BRIEF: Whenever a line in the entries below includes the string "landing", count that line. Report the total alone.

Stored data entries
>>>

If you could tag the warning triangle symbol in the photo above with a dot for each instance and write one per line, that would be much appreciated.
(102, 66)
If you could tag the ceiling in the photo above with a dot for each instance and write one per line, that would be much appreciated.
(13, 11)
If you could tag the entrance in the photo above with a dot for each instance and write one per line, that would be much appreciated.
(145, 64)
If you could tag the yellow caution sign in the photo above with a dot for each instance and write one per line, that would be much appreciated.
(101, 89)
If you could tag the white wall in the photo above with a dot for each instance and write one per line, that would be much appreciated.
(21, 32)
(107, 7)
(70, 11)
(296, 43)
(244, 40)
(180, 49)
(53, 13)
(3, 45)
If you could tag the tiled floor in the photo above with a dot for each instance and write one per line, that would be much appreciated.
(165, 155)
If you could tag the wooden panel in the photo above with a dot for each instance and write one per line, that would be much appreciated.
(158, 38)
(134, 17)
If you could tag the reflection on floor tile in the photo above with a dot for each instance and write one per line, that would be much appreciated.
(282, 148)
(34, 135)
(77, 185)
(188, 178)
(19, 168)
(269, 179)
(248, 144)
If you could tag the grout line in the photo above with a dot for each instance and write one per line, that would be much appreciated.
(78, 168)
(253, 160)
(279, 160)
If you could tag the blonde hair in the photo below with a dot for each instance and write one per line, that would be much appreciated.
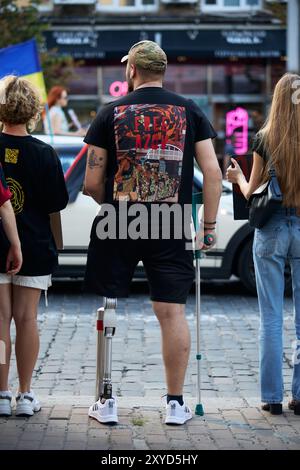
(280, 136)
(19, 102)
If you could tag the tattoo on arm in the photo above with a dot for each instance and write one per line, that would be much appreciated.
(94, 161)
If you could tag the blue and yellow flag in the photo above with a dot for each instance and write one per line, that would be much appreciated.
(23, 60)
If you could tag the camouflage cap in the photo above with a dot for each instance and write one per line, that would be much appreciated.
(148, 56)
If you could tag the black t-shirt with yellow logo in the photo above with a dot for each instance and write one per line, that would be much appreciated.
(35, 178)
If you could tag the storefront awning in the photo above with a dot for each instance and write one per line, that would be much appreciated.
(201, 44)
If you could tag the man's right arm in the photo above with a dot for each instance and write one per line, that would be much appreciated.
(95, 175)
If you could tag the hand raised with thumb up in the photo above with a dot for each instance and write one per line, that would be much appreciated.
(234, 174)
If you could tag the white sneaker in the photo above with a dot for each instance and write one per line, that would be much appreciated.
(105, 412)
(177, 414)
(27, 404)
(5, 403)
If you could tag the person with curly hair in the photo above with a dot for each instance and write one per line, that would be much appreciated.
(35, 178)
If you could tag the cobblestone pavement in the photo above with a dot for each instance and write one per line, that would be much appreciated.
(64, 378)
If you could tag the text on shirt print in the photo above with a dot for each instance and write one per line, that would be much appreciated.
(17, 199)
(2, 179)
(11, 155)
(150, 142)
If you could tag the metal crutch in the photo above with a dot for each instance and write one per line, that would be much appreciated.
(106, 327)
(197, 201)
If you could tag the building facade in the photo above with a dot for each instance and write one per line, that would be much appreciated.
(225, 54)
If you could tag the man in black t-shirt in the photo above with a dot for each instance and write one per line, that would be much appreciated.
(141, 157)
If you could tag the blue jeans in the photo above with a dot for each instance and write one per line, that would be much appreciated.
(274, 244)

<<<
>>>

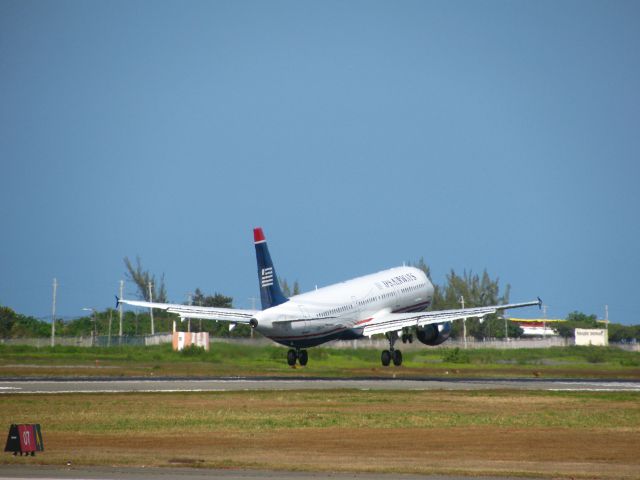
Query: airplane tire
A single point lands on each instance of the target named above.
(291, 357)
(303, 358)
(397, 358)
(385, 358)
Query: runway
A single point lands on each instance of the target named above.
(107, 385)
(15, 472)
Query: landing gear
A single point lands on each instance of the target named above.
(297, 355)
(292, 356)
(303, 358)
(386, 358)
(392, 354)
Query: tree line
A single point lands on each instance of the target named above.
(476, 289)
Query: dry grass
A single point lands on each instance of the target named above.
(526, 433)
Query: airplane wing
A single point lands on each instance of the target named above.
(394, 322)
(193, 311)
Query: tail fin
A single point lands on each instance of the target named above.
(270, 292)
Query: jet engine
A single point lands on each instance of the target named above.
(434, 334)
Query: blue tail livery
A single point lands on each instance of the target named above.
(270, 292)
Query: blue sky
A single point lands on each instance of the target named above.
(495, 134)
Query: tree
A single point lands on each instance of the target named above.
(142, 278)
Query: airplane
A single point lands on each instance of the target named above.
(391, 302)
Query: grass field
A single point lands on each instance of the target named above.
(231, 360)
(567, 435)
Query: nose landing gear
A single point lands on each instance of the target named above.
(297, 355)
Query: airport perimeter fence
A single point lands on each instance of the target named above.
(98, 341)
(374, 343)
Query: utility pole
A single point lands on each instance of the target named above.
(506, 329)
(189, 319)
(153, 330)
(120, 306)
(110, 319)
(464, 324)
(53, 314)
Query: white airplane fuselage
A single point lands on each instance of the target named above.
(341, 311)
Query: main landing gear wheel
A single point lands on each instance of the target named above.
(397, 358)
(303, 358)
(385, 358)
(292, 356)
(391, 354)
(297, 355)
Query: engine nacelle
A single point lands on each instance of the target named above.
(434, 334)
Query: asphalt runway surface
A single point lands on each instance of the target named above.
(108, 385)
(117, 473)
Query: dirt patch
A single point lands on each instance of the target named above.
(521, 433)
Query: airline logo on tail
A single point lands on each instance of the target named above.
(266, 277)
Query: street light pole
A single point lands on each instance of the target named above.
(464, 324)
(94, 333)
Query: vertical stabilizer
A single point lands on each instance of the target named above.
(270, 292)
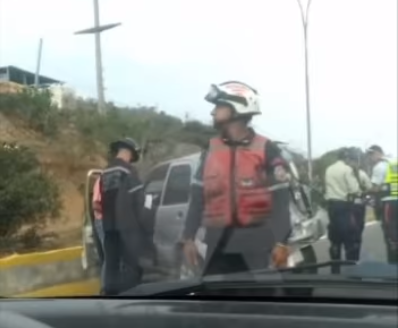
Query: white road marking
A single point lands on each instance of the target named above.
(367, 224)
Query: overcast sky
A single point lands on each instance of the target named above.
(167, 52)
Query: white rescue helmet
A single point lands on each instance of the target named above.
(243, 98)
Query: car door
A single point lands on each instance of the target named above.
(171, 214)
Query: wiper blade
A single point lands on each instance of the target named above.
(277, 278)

<<<

ANSWER AREA: 3